● **Exercise**
Below is some material; set it all down exactly, apart from the pictures.

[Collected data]

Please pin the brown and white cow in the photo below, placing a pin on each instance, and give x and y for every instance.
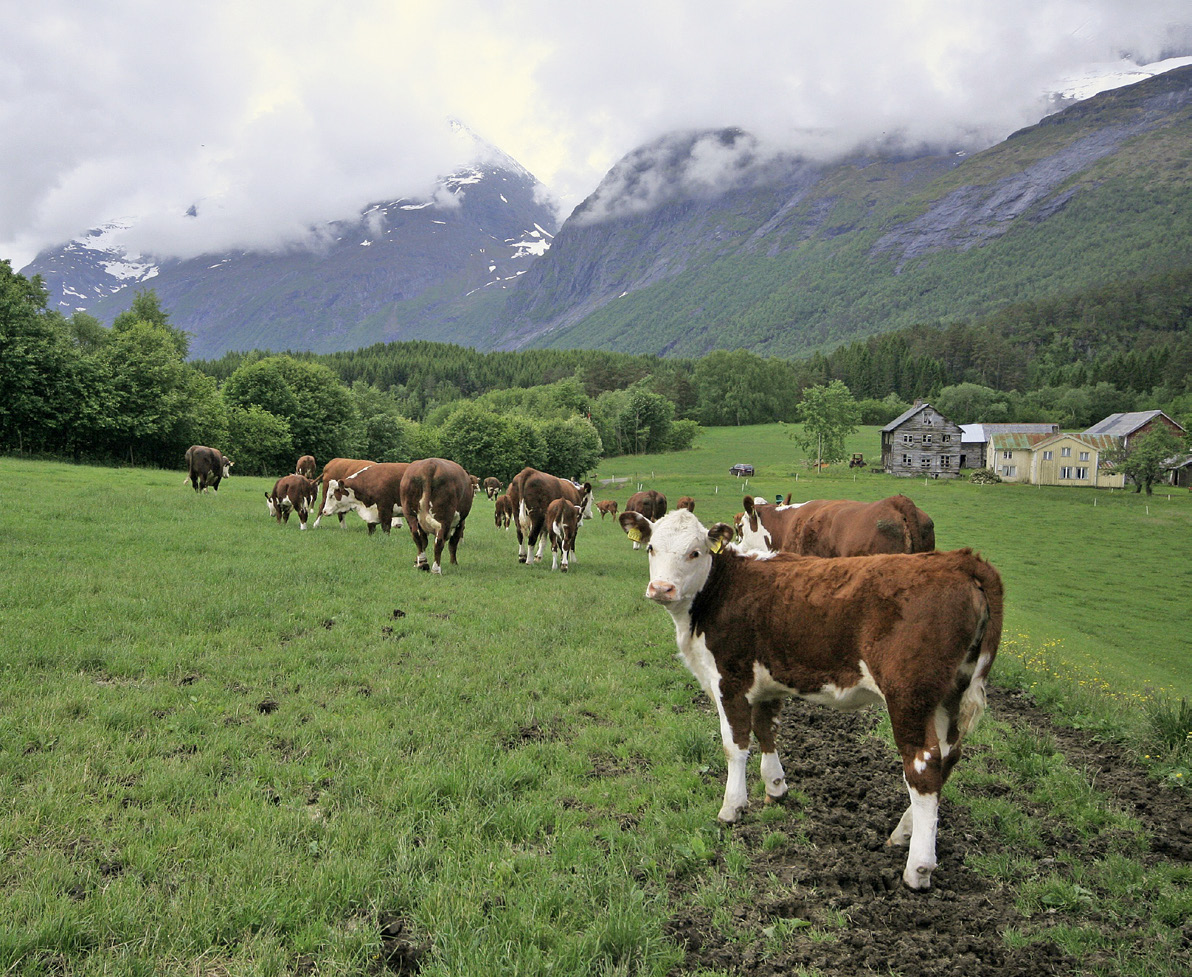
(838, 527)
(563, 526)
(374, 493)
(503, 511)
(650, 504)
(607, 508)
(531, 493)
(339, 468)
(436, 496)
(205, 467)
(916, 632)
(292, 493)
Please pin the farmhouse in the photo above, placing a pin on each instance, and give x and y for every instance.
(922, 442)
(1057, 459)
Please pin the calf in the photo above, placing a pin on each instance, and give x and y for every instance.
(838, 527)
(205, 467)
(532, 493)
(339, 468)
(503, 511)
(607, 508)
(373, 492)
(305, 466)
(916, 632)
(650, 504)
(563, 524)
(292, 493)
(436, 496)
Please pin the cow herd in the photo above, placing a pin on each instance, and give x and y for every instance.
(838, 602)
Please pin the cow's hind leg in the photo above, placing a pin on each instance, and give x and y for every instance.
(765, 725)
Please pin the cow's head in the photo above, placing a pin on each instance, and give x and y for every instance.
(749, 527)
(340, 498)
(680, 549)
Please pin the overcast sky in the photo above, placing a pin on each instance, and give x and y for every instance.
(268, 116)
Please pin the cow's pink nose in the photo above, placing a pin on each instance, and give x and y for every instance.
(659, 590)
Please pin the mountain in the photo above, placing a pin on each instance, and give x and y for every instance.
(392, 273)
(782, 255)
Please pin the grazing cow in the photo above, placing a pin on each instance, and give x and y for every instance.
(917, 632)
(563, 524)
(339, 468)
(607, 508)
(205, 467)
(504, 511)
(650, 504)
(296, 493)
(373, 492)
(532, 492)
(838, 528)
(436, 496)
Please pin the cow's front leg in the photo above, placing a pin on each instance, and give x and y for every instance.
(734, 727)
(765, 725)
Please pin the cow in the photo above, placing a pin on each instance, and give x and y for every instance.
(292, 493)
(650, 504)
(916, 632)
(838, 527)
(503, 511)
(607, 508)
(373, 492)
(339, 468)
(531, 493)
(205, 467)
(436, 496)
(563, 522)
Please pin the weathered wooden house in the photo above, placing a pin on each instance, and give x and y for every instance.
(922, 442)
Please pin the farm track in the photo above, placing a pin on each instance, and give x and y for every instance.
(854, 796)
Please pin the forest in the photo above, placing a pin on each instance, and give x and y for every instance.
(72, 387)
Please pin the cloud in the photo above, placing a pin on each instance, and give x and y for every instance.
(272, 117)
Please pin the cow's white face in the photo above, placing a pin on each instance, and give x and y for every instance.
(340, 498)
(680, 551)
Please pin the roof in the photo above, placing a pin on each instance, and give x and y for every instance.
(1124, 424)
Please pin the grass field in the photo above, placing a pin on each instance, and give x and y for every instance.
(229, 747)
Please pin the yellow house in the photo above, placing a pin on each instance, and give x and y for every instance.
(1057, 459)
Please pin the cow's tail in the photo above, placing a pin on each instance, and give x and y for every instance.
(989, 598)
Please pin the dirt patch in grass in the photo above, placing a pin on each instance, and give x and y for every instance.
(830, 897)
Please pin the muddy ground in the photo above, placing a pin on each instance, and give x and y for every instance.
(856, 794)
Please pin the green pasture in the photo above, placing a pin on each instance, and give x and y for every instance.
(231, 747)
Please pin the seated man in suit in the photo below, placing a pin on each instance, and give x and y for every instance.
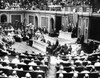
(14, 75)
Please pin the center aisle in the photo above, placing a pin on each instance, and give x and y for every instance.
(52, 69)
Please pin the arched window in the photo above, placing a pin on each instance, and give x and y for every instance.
(3, 18)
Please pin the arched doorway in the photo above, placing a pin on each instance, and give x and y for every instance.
(36, 21)
(3, 18)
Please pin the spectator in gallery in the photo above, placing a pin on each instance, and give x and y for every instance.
(39, 76)
(16, 60)
(61, 70)
(7, 66)
(97, 63)
(28, 75)
(3, 74)
(60, 75)
(73, 70)
(31, 68)
(32, 63)
(75, 75)
(85, 70)
(22, 62)
(6, 59)
(86, 76)
(14, 75)
(38, 70)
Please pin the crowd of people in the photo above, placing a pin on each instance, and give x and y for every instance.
(20, 65)
(42, 4)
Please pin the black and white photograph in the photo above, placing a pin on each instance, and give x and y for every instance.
(49, 38)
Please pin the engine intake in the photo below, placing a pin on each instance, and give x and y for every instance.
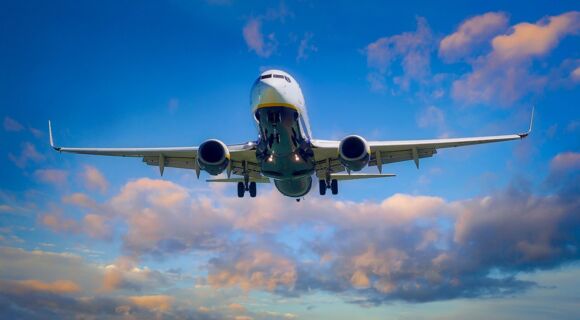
(354, 152)
(213, 156)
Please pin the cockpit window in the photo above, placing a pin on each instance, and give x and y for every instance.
(278, 76)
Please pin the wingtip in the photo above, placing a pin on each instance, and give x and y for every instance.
(527, 133)
(50, 137)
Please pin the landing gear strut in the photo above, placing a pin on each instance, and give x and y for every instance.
(332, 185)
(243, 187)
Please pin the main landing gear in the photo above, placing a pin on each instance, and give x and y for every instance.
(243, 187)
(323, 185)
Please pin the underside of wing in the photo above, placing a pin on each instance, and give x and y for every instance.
(242, 157)
(327, 152)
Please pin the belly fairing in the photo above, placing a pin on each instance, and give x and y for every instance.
(294, 187)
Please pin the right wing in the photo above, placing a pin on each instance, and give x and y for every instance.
(384, 152)
(177, 157)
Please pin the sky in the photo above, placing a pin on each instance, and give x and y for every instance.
(489, 231)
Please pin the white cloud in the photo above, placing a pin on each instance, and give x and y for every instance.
(94, 179)
(505, 74)
(306, 47)
(412, 49)
(472, 33)
(264, 46)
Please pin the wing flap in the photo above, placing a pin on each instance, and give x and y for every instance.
(357, 176)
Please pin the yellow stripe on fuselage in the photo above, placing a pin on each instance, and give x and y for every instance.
(277, 104)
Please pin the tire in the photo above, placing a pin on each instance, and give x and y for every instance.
(334, 186)
(241, 189)
(253, 190)
(322, 187)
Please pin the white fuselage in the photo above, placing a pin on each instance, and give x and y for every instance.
(284, 151)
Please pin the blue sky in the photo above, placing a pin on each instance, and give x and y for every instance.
(478, 231)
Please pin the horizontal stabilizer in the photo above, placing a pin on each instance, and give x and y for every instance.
(360, 176)
(236, 180)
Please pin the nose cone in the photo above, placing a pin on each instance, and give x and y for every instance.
(264, 92)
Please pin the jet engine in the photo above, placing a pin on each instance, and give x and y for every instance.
(354, 152)
(213, 156)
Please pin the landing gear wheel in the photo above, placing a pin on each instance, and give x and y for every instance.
(241, 189)
(252, 189)
(322, 187)
(334, 186)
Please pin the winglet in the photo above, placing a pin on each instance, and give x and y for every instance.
(50, 137)
(525, 134)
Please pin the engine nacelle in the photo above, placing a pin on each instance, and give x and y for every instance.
(213, 156)
(354, 152)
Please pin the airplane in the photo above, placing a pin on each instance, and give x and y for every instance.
(285, 150)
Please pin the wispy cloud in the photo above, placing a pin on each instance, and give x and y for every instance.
(471, 34)
(262, 45)
(28, 154)
(504, 75)
(412, 49)
(55, 177)
(395, 249)
(93, 179)
(306, 47)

● **Answer below**
Please pin the brown and white cow in the photo below, placing a pin on each instance, and give x and y for every instance.
(838, 527)
(563, 526)
(374, 493)
(503, 511)
(650, 504)
(607, 508)
(531, 493)
(339, 468)
(436, 496)
(205, 467)
(916, 632)
(292, 493)
Please pin the farmhouse in the photo above, placing a pin on each instance, and give x and y for every instance.
(922, 442)
(1057, 459)
Please pin the calf in the photo above, placing a pin on each instance, and give x and y for every instance.
(838, 527)
(205, 467)
(532, 493)
(339, 468)
(503, 511)
(607, 508)
(373, 492)
(305, 466)
(916, 632)
(650, 504)
(563, 524)
(292, 493)
(436, 496)
Please pin the cow herd in the photo above, placing a pin on each instance, and give x and y for every instance.
(838, 602)
Please pin the cow's hind leg in the photo above, placing a pin on each instance, and give x and y for every instance.
(765, 725)
Please pin the cow's head in the photo above, placing a pin on each instance, and give x and y for every instance.
(749, 527)
(340, 498)
(680, 549)
Please pin the overcast sky in the photo above, placing a pin on each instance, and give x and y for every instance.
(268, 116)
Please pin the cow's pink nose in the photo above, placing a pin on each instance, and give x and y for every instance.
(659, 590)
Please pin the mountain in the photo above, placing a pin on each instance, and give x and y for every instance.
(392, 273)
(782, 255)
Please pin the grazing cow in the photo above, placing a pin on each instance, and give x and y for every instance.
(917, 632)
(563, 524)
(339, 468)
(607, 508)
(205, 467)
(504, 511)
(650, 504)
(296, 493)
(373, 492)
(532, 492)
(838, 528)
(436, 496)
Please pin the cow's front leg in the photo above, placing a pin on each instance, and give x and y for every instance.
(734, 727)
(765, 725)
Please pin the cow in the photo above, placing a pin on each instance, and give x and y for every instance.
(292, 493)
(650, 504)
(916, 632)
(838, 527)
(503, 511)
(607, 508)
(373, 492)
(339, 468)
(531, 493)
(205, 467)
(436, 496)
(563, 522)
Please pin the weathered wooden house in the photo above, placing a pin on each instance, and give x and y for every instance.
(922, 442)
Please pin the farm track in the photo above, placing a pin on each instance, and give x and y for every instance.
(854, 796)
Please pin the forest in the photo above, placing a pin on each instance, and give x and y for every instance.
(72, 387)
Please pin the cloud in the photo above, placing a pin on each instance, and give x and y for every instance.
(272, 117)
Please pin the cow's white face in the photo above, placing a pin on each instance, and give x and y for every instance.
(340, 498)
(680, 551)
Please pin the roof in the photo above, placing a pin on each instance, and give x and y for every instance.
(1124, 424)
Please pin the grass field in the photo above, placing a pin on each instance, and give x and y for every instance.
(229, 747)
Please pin the yellow house in the photo above, placing a pin on each instance, and give x and y for every instance.
(1057, 459)
Please pin the cow's tail in the photo above, placing a pin on each instance, and give x and y for every instance.
(989, 598)
Please pin the dirt patch in grass in the photo above, placing a pin on each instance, and give x and y for every instance.
(830, 897)
Please pin the muddy ground in the photo above, placing a pin on each instance, and give x and y for every instance.
(856, 794)
Please pin the green pasture in the photo above, placing a pin on each instance, and give x and y for every instance.
(231, 747)
Please pin the seated man in suit in the photo below, placing a pin on each instance, and give x and y for every instance.
(14, 75)
Please pin the center aisle in the photo above, placing a pin on each instance, and give x and y for every instance.
(52, 69)
Please pin the arched window in the photo above, placing a pin on each instance, and give x and y for every instance.
(3, 18)
Please pin the arched doorway in the photo above, placing a pin on each instance, and give x and y for every instance.
(36, 21)
(3, 18)
Please pin the spectator in gallery in the photo above, placing a pin on each instance, and give x and y for every instance.
(39, 76)
(16, 60)
(61, 70)
(7, 66)
(97, 63)
(28, 75)
(3, 74)
(60, 75)
(73, 70)
(31, 68)
(32, 63)
(75, 75)
(85, 70)
(22, 62)
(6, 59)
(86, 76)
(14, 75)
(38, 70)
Please pin the crowd of people in the photo above, placing a pin on each instance, and give x and y for every instance.
(20, 65)
(42, 4)
Please pin the black and white photograph in the photo above, placing a pin on each instance, and give x and y for every instance.
(49, 38)
Please pin the engine intake in the photo below, placing a pin on each instance, and give x and y for every instance.
(354, 152)
(213, 156)
Please pin the cockpit window in the photo above, placing a pin on each instance, and give x and y for every instance.
(278, 76)
Please pin the wingtip in the photo above, placing a pin on each instance, and give x and y for every instance.
(527, 133)
(50, 137)
Please pin the landing gear strut in the photo above, placing a pin on each instance, and give x and y for every instance.
(332, 185)
(243, 187)
Please pin the main landing gear in the photo above, placing a pin on each instance, and give x and y for every instance.
(243, 187)
(323, 185)
Please pin the underside of wing in the photo above, placing a pin on each instance, and give x and y for every instance.
(242, 157)
(327, 152)
Please pin the belly fairing in the photo above, placing a pin on each instance, and give x and y for every instance.
(294, 187)
Please pin the right wing in the photo above, placing a pin on each instance, and give x and y for every instance.
(384, 152)
(177, 157)
Please pin the sky in the photo above, placing a pin on each instance, and give x and y for every instance.
(489, 231)
Please pin the white cloud in the photo above, placing a pin on each instance, and give x and y for every instance.
(94, 179)
(505, 74)
(306, 47)
(412, 49)
(472, 33)
(264, 46)
Please pin the wing flap in the photo above, placing a pin on each instance, and give x and y for every instance.
(357, 176)
Please pin the yellow stripe on fuselage in the photo above, placing a pin on each instance, and give x and y for every instance.
(277, 104)
Please pin the tire in the photo above, placing a pin on each instance, and give x and y for every instance.
(334, 186)
(241, 189)
(253, 190)
(322, 187)
Please pin the white fuselage in the photo above, placing a pin on each instance, and give x and y for every instance.
(284, 151)
Please pin the blue sky in the photo above, placing a pin on each instance, and give x and y for every instance.
(478, 231)
Please pin the horizontal stabilizer in the photo above, placing a pin on each instance, and give x and y for every instance.
(360, 176)
(236, 180)
Please pin the nose cone in the photo above, placing a pin on each instance, and give x and y for every instance.
(264, 92)
Please pin the jet engine in the photo above, placing a pin on each instance, and give x and y for every instance.
(354, 152)
(213, 156)
Please pin the landing gear wheel in the photo above, placing a pin on each instance, and give x and y for every instance.
(241, 189)
(252, 189)
(322, 187)
(334, 186)
Please pin the winglet in the photo above, placing a pin on each instance, and give x and y for every instance.
(50, 137)
(525, 134)
Please pin the engine nacelle in the photo above, placing a pin on each instance, and give x and y for every instance.
(213, 156)
(354, 152)
Please pin the airplane in the photo above, placing a pin on each instance, and give x and y for every instance.
(285, 150)
Please pin the wispy cloud in the photo above, placing a pin on each instance, and give x and y for every instance.
(471, 34)
(262, 45)
(28, 154)
(504, 75)
(412, 49)
(55, 177)
(395, 249)
(93, 179)
(306, 47)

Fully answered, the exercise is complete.